(Collected data entries)
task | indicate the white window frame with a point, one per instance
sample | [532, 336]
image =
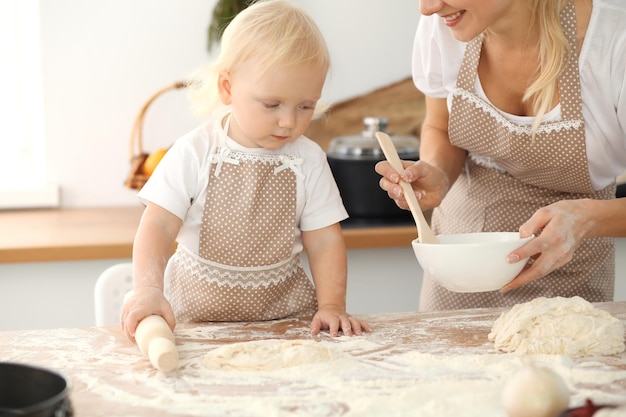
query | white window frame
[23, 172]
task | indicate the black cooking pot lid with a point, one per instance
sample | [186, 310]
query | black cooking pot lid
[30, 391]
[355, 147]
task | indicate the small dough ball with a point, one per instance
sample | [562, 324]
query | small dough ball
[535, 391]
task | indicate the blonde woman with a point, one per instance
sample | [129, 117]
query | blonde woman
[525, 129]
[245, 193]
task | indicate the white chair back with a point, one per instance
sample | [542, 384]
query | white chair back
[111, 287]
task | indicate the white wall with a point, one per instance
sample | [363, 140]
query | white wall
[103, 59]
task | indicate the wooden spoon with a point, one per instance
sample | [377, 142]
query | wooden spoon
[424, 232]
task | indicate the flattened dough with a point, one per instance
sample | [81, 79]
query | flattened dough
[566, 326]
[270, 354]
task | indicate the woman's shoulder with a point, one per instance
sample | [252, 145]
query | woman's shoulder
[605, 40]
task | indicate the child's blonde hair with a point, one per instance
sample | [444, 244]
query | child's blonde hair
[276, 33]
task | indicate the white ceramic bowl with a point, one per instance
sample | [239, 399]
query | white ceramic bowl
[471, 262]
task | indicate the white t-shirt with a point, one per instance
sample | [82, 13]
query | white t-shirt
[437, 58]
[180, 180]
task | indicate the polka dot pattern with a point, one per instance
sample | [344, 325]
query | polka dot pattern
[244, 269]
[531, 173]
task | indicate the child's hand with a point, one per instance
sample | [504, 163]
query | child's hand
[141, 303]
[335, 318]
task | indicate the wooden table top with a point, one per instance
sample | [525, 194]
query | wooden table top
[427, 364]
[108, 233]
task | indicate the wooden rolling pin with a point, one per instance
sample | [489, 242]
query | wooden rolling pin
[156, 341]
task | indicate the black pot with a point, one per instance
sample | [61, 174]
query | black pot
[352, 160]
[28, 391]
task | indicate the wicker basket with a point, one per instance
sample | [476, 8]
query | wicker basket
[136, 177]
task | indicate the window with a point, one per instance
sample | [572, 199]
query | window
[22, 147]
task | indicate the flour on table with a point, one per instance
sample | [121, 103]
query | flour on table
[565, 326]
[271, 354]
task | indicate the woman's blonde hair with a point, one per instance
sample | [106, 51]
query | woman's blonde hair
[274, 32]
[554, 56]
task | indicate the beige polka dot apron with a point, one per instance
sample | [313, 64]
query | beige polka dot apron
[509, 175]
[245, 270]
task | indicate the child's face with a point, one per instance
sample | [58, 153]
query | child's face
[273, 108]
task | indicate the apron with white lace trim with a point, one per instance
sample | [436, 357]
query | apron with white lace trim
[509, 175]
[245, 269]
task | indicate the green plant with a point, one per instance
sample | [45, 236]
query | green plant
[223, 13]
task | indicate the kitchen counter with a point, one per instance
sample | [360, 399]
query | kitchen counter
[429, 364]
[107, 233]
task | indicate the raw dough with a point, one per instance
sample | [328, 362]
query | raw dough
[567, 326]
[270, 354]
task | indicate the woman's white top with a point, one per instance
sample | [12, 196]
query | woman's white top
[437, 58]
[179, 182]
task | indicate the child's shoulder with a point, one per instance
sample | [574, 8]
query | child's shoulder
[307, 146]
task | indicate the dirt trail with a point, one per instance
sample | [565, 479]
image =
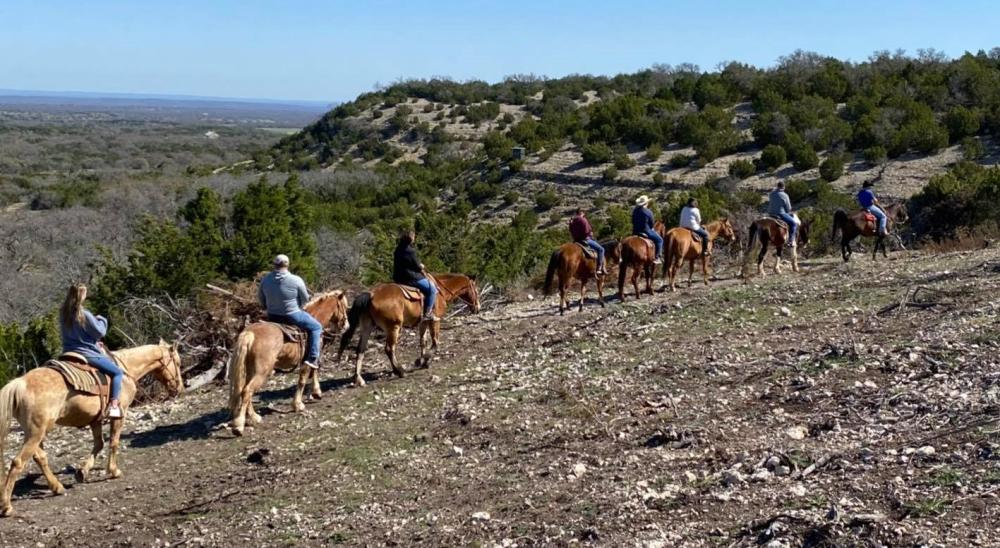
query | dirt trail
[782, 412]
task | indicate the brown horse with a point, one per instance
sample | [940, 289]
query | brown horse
--
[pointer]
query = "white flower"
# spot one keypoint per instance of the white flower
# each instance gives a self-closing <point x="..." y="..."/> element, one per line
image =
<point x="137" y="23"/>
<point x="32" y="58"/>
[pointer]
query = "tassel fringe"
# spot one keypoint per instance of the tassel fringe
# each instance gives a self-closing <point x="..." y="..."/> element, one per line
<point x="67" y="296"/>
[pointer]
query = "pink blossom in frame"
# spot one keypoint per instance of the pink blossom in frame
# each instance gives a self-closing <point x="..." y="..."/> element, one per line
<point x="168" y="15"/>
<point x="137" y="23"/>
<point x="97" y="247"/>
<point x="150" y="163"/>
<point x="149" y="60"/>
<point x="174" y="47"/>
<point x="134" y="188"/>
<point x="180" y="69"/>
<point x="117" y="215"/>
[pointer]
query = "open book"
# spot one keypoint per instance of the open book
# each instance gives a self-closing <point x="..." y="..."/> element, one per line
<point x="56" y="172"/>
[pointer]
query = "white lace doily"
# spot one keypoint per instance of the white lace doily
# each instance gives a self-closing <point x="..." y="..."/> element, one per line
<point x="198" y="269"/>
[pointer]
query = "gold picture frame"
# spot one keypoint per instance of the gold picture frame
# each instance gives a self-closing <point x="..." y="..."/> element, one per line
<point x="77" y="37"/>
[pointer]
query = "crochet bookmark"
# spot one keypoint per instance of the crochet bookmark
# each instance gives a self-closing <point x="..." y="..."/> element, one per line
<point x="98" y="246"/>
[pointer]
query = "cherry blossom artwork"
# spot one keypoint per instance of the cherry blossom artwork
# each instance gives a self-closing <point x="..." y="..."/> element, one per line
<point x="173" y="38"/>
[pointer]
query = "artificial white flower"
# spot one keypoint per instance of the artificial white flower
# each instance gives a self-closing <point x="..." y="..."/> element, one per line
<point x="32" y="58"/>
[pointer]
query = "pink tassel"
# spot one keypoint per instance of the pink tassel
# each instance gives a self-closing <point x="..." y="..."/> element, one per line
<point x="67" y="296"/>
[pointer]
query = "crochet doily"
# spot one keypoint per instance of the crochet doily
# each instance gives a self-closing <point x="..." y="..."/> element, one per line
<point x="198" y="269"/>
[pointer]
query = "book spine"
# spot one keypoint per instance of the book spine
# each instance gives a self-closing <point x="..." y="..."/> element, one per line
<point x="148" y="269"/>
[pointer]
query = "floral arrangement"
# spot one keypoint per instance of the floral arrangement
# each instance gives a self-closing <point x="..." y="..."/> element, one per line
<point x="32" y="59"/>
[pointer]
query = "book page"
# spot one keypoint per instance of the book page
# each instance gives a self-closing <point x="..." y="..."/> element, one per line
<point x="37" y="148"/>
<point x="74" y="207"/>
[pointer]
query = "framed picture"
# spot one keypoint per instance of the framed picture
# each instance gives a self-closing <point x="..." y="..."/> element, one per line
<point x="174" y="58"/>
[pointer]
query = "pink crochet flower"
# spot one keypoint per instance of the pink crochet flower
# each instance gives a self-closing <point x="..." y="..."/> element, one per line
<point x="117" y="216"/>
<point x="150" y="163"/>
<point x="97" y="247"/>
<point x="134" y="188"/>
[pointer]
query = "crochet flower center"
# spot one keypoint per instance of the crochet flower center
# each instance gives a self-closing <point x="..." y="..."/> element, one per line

▶ [What the task asks] State how many lines in the data above contain the string "flower", counting only case-sensitive matches. Reply with the number alone.

▶ [Solution to this task] 8